» **DOCUMENT SEGMENT**:
-*-*-
The team improved upon its one win in 2018 to win seven games in 2019. 

Despite the 7-11-1 record in 2019, Ortiz sees the Buckeyes as a team with great potential. Ortiz, who transferred to Ohio State ahead of the 2019 season, was part of an Air Force team that went 17-5 and lost in the NCAA Tournament’s round of 16.

“That was a very talented team too,” Ortiz said. “They had a lot of grit and guts to them, but I don’t think that team compares to the team that we have coming into this season, and we’re going to be a scary team and a team that other teams in the Big Ten would not have wanted to play.”

Although Buzzas shares the optimism, he is still working out if he will be with the team in the spring. Maisonneuve said that there are several seniors who are on track to graduate at the end of the fall semester that need to make a decision on if they will be with the team for the spring season. 

Buzzas said his decision will involve financial considerations as well as how he wants to use his undergraduate degree. Whichever conclusion he reaches, Buzzas said the decision to push the season back to the spring puts seniors in a difficult position. 

“It brings up a little mental debate on whether or not you want to stay and potentially start graduate schools or leave and enter the workforce or if you have aspirations to try and play professionally, so I’m still dealing with that right now,” Buzzas said. 

Adding to the possible options, the NCAA approved a waiver Friday for fall sports student-athletes to not use a year of eligibility in the 2020-21 school year, regardless if a player participates in a season or not. 

This announcement leaves the door open for Ohio State student-athletes like Buzzas and Ortiz to play an additional soccer season in the fall of 2021. 

Both Buzzas and Ortiz said the option to play an additional year was intriguing but that their decisions would be rooted in professional opportunities as well as financial considerations.
-*-*-
[Collected data]

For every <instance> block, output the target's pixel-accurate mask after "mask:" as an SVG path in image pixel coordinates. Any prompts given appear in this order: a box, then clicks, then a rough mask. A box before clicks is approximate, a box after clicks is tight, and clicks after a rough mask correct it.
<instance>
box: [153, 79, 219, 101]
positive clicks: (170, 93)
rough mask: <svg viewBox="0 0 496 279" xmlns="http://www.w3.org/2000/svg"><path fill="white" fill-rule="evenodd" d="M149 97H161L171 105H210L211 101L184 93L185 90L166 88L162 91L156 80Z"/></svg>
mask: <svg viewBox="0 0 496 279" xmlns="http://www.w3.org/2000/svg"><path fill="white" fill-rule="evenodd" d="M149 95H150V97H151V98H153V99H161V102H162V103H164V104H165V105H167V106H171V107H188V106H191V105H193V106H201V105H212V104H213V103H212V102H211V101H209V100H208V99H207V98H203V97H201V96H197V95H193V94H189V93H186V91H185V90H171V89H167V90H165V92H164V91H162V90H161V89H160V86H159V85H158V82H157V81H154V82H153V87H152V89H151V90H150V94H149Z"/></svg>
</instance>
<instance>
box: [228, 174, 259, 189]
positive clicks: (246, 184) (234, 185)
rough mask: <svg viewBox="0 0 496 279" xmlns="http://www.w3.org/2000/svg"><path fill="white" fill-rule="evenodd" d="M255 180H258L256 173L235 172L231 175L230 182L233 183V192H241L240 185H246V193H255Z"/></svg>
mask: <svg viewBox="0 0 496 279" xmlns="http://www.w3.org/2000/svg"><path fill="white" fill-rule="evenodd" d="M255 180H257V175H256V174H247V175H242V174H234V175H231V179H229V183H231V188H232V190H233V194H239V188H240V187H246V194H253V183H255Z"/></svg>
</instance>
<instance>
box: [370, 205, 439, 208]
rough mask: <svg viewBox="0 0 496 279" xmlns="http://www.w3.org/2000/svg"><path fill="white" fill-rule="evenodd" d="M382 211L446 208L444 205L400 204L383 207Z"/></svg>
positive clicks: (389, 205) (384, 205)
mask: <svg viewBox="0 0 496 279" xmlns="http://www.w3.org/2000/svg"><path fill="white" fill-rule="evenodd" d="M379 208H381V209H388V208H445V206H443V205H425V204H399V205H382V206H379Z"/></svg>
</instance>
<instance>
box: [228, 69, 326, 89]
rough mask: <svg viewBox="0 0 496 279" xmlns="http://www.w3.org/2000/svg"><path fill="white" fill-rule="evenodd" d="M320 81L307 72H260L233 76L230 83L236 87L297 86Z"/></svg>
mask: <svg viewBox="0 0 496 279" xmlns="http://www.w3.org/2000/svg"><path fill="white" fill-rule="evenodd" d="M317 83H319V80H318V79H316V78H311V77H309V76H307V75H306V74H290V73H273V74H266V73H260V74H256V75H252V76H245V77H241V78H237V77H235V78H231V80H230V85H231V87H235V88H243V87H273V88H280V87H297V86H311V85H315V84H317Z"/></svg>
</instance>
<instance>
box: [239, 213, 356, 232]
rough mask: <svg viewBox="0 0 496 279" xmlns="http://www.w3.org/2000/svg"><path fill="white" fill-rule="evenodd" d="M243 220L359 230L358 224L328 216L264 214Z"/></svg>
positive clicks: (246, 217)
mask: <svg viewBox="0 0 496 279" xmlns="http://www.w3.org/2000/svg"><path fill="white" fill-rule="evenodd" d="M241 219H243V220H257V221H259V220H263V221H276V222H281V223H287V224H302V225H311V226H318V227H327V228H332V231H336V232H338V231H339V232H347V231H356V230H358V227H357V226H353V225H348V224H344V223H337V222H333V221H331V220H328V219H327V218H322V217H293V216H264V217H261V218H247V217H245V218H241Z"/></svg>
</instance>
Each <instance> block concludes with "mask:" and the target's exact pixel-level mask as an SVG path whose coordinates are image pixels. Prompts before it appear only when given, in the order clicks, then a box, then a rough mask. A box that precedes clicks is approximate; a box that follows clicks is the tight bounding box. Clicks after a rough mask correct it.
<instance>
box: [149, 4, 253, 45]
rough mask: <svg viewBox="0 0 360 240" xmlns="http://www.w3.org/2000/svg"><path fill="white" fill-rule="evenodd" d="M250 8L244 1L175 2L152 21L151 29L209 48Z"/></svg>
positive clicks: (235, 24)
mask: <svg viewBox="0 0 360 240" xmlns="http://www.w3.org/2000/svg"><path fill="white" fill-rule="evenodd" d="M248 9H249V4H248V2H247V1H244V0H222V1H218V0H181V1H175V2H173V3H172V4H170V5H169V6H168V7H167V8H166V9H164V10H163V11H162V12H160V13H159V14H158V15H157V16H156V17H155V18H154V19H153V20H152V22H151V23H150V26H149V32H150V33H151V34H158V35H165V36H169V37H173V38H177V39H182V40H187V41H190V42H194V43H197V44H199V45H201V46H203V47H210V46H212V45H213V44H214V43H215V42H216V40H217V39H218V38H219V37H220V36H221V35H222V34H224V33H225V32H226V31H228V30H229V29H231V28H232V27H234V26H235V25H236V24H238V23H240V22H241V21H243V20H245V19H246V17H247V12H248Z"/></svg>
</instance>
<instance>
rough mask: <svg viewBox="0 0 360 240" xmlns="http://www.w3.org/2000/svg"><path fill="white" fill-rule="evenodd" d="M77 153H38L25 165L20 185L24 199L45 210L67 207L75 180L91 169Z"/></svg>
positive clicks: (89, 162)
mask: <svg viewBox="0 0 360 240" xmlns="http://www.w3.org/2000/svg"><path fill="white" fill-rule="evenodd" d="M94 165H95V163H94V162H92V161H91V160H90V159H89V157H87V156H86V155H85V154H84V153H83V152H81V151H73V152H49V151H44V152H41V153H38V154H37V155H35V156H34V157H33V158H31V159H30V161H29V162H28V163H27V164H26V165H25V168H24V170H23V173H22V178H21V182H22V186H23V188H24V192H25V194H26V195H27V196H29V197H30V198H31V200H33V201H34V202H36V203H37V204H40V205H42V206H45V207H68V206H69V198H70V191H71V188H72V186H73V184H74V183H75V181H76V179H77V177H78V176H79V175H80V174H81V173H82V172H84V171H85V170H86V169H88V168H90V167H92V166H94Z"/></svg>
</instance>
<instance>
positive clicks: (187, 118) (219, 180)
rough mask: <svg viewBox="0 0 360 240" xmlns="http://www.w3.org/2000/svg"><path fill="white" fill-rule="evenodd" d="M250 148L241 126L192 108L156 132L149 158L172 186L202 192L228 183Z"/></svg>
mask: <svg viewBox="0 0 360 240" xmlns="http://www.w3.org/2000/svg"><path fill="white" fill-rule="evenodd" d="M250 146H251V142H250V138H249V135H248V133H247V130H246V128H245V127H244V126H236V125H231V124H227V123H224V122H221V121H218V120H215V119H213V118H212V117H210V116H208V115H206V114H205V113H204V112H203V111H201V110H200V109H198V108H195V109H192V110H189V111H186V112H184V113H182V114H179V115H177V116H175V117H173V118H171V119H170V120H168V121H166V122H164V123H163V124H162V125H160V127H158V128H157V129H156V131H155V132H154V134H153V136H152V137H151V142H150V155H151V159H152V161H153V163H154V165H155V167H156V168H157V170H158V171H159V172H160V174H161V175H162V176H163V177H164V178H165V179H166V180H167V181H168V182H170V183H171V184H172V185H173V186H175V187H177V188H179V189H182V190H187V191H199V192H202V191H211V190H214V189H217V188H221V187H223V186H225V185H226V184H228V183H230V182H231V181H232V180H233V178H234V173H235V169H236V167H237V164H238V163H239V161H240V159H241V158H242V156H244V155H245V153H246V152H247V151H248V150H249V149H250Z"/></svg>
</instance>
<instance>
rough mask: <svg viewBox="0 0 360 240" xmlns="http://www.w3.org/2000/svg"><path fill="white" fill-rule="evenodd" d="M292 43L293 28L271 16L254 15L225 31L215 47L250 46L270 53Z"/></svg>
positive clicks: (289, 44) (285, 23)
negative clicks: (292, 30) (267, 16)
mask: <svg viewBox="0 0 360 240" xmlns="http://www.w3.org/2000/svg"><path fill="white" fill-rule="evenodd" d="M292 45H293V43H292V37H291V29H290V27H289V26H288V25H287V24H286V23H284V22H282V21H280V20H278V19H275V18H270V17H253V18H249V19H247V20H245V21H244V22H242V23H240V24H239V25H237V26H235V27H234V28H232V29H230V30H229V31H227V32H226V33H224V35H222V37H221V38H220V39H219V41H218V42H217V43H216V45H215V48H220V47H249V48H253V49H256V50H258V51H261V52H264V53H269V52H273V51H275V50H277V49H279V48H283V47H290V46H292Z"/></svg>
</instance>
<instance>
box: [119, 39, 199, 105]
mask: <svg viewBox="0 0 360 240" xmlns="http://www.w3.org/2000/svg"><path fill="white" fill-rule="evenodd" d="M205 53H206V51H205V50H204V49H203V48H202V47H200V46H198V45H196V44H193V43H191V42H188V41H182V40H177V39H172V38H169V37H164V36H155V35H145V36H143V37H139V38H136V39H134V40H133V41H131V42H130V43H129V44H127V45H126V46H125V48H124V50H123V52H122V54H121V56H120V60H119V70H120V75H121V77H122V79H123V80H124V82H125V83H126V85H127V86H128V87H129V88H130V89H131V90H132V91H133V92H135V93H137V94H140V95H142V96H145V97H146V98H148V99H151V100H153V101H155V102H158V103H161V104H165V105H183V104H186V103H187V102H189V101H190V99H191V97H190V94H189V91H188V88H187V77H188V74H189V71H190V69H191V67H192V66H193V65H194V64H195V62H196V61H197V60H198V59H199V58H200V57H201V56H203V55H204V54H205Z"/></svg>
-*-*-
» **ABOUT THIS TASK**: Reproduce the article about the Ohio State soccer team word for word, from start to finish.

» **ANSWER SPACE**:
The team improved upon its one win in 2018 to win seven games in 2019. 

Despite the 7-11-1 record in 2019, Ortiz sees the Buckeyes as a team with great potential. Ortiz, who transferred to Ohio State ahead of the 2019 season, was part of an Air Force team that went 17-5 and lost in the NCAA Tournament’s round of 16.

“That was a very talented team too,” Ortiz said. “They had a lot of grit and guts to them, but I don’t think that team compares to the team that we have coming into this season, and we’re going to be a scary team and a team that other teams in the Big Ten would not have wanted to play.”

Although Buzzas shares the optimism, he is still working out if he will be with the team in the spring. Maisonneuve said that there are several seniors who are on track to graduate at the end of the fall semester that need to make a decision on if they will be with the team for the spring season. 

Buzzas said his decision will involve financial considerations as well as how he wants to use his undergraduate degree. Whichever conclusion he reaches, Buzzas said the decision to push the season back to the spring puts seniors in a difficult position. 

“It brings up a little mental debate on whether or not you want to stay and potentially start graduate schools or leave and enter the workforce or if you have aspirations to try and play professionally, so I’m still dealing with that right now,” Buzzas said. 

Adding to the possible options, the NCAA approved a waiver Friday for fall sports student-athletes to not use a year of eligibility in the 2020-21 school year, regardless if a player participates in a season or not. 

This announcement leaves the door open for Ohio State student-athletes like Buzzas and Ortiz to play an additional soccer season in the fall of 2021. 

Both Buzzas and Ortiz said the option to play an additional year was intriguing but that their decisions would be rooted in professional opportunities as well as financial considerations.